-- Start of EXTRACT TO READ --

Did the Germans use any air to surface rockets? If so, which planes used them? If not, why?
Yes, as Chris wrote, they used air-to-ground rockets, but in a very limited numbers.
Panzerschreck 1 and Panzerblitz 1 antitank rockets were used from late 1944 by fw 190F's and probably Ju 87 (units in question are: 6./SG 3, 5./SG 77, 8./SG 1, 2.(SG)/9 i 10.(Pz.)/SG 77 for the Panzerschreck and 3., 6./SG 1, 9./SG 2, 7., 8., 9./SG 4, 1., 3.(Pz)/SG 9, 9./SG 77 plus probably 13./SG 9 and 13./SG 151 for the Panzerblitz). It's also said, improved versions Panzerschreck 2 and Panzerblitz 2 could be used in combat.
A limited number of R 4M was used by Fw 190Ds against ground targets in 1945.
There was probably some combat use of RZ 65 spin-stabilized rocket during its operational trials (EKdo 25 apparetntly had a Ju 88 armed with RZ 65 for trials against railway targets in late 1943?).
Other rockets that are mentioned as used in combat against ground targets, are WGr 21 air-to-air rocket and WFrGr 28/32 (the latter are simply 28 cm and 32 cm demolition and incendiary artillery rockets for Nebelwerfers - but I have no idea if they were used for anything more than basic trials, as their characteristics made them rather unsuitable for airborne role).

That's all of the rockets, as far as I remember.
There were others, left as prototypes or projects - e.g. RZ 100, RZ 15/8, WK 14BS, Panzerblitz 3 (and 4?) plus more rocket assisted bombs mentioned by Fleischer.

The only air-to-ground missiles ever used in combat (of the wide array mentioned above - and many many more) were Hs 293A, Fritz X (FX, FX-1400, PD-1400X, PC-1400X or however we call it) and Fi 103.

-- End of EXTRACT TO READ --
-- Start of SUPPLIED RECORDS --

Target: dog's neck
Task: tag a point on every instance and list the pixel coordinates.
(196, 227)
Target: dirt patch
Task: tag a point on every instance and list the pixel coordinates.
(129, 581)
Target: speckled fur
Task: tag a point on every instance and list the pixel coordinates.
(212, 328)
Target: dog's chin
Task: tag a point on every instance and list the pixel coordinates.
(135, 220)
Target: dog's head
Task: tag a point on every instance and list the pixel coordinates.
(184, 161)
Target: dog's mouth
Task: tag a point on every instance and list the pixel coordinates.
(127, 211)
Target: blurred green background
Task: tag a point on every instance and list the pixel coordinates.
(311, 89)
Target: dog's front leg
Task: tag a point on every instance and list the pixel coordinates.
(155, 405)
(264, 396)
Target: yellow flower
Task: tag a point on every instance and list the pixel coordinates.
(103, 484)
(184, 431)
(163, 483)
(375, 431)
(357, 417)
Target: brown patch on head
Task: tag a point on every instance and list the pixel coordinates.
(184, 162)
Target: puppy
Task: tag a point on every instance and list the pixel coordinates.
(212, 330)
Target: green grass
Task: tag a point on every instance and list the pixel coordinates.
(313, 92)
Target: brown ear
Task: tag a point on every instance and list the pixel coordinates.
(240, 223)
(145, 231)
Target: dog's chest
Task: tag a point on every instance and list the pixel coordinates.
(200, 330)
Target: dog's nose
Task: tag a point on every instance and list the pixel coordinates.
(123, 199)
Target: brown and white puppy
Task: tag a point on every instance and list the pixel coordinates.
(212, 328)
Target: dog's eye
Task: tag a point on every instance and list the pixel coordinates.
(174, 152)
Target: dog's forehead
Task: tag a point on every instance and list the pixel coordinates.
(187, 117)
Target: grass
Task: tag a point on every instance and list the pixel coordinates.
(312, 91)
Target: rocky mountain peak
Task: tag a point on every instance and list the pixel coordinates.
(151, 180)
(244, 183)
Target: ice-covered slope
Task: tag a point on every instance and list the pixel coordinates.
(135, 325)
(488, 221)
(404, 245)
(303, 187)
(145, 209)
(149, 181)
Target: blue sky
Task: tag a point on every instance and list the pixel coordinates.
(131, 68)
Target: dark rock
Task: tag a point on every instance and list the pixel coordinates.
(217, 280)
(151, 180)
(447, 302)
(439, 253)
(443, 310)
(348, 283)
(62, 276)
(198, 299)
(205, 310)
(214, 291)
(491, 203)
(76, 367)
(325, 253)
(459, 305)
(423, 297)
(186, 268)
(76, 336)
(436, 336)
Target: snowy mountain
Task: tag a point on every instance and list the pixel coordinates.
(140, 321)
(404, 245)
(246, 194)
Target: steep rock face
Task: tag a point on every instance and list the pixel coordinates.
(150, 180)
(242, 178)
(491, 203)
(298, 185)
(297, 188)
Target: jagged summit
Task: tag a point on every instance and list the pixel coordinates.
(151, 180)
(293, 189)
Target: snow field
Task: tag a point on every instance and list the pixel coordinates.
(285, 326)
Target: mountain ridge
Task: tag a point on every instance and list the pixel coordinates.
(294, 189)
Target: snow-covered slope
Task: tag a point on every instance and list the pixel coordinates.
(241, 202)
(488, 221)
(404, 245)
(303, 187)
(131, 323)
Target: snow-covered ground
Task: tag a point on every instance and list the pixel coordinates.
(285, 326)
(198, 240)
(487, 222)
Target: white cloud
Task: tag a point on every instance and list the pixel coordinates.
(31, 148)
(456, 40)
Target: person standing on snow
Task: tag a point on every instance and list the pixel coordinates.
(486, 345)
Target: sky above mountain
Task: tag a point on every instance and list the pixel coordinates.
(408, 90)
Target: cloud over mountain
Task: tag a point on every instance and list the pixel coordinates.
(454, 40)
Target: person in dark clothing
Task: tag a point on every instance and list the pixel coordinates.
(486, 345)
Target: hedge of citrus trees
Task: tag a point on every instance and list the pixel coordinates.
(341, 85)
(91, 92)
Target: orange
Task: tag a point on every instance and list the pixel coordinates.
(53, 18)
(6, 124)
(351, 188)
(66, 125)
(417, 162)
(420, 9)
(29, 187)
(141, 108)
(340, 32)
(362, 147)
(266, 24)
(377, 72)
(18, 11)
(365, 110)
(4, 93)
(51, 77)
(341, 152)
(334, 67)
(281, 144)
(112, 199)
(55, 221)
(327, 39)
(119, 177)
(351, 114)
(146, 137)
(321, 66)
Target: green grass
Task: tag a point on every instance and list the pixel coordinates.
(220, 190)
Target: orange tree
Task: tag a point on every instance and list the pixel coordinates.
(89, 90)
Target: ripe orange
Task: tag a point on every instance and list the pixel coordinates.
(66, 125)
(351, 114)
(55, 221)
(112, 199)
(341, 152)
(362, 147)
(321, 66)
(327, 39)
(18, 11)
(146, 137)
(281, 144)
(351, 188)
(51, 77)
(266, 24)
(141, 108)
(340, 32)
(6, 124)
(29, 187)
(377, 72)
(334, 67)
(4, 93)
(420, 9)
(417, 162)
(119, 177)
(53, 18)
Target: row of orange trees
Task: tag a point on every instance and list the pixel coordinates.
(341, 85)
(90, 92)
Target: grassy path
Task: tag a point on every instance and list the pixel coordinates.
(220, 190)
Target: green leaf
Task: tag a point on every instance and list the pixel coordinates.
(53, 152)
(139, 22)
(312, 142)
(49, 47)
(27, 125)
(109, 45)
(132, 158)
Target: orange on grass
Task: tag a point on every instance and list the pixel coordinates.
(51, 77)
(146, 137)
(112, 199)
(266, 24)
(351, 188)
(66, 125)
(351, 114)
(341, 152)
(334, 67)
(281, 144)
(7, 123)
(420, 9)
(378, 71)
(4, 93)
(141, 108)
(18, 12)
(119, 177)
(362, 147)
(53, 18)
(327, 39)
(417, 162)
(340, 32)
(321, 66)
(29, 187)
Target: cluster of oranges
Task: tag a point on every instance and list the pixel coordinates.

-- End of SUPPLIED RECORDS --
-- Start of SUPPLIED RECORDS --

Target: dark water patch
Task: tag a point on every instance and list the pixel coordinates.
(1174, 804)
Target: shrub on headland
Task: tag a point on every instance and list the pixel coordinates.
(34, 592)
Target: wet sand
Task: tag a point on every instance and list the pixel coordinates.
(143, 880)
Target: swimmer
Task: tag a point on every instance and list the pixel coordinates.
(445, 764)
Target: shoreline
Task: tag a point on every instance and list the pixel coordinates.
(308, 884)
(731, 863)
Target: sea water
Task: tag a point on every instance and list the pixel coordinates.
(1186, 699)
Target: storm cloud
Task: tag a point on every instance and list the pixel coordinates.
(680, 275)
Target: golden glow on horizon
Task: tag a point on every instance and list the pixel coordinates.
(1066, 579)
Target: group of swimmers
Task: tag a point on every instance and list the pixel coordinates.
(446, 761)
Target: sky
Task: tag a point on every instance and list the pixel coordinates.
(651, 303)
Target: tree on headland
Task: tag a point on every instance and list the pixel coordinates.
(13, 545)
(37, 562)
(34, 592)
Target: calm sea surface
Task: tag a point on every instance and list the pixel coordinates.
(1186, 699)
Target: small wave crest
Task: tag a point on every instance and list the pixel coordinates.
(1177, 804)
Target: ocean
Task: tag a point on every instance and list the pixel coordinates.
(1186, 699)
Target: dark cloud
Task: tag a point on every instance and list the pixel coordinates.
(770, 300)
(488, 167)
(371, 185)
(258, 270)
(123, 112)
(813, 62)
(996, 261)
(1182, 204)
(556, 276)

-- End of SUPPLIED RECORDS --
-- Start of SUPPLIED RECORDS --

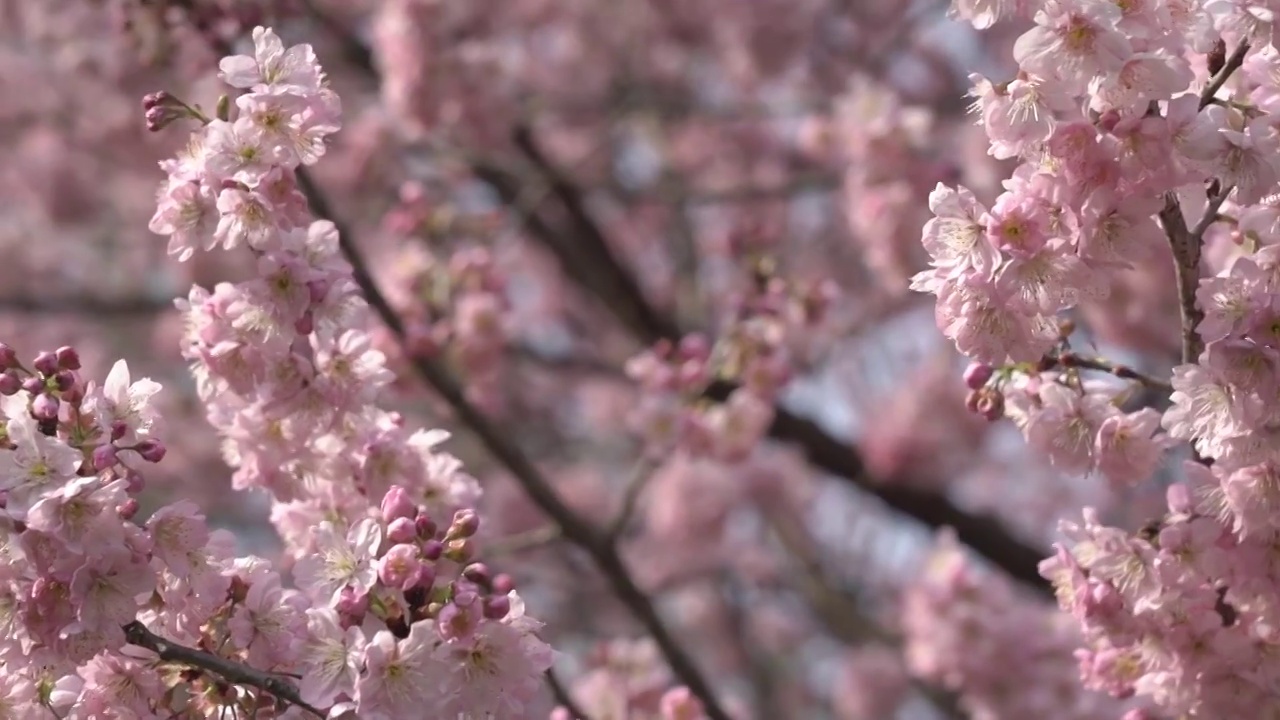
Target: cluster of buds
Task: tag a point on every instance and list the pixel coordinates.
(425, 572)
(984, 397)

-- End of SUPPLIED RECORDS --

> GOAL 1: According to the text on German air-to-ground rockets, which aircraft used a limited number of R 4M rockets against ground targets in 1945?
> GOAL 2: Pick up the text on German air-to-ground rockets after its final sentence and continue it.

> EXERCISE ANSWER 1: Fw 190Ds.

> EXERCISE ANSWER 2:
Not literay a rocket, but Panzerfaust 100 and 150 were rocketed AT hollow charges and used on Bü 181.
Hmmm, have you anything to confirm the Panzerfaust 150 m use?
The Rocket with rockets...Me-163 with R4M
They were actually R 4M mock-ups only, installed on the Me 163 AV-10 for flight trials at Udetfeld, as they were no live rockets available.
You mean SG 500 Jägerfaust with the latter? One Me 163 was equipped with that and is said to have made one B-17 kill in late April '45.
Obviously much more than one Me 163B were armed with JG 500 - one was just used in combat (it was the very last combat flight of the Komet as far as I remember). The victim was actually a Canadian Lancaster, which lost its tail turret, but made it home and performed a belly landing.
And it was not a "Schräge Musik" -installation, but a vertical salvo mortar located on both wing roots.
I'd say - in wings. There was devastating muzzle blast reported during trials and the launchers were gradually moved away from the fuselage. But there's not a single proof of theil actual location indeed. :)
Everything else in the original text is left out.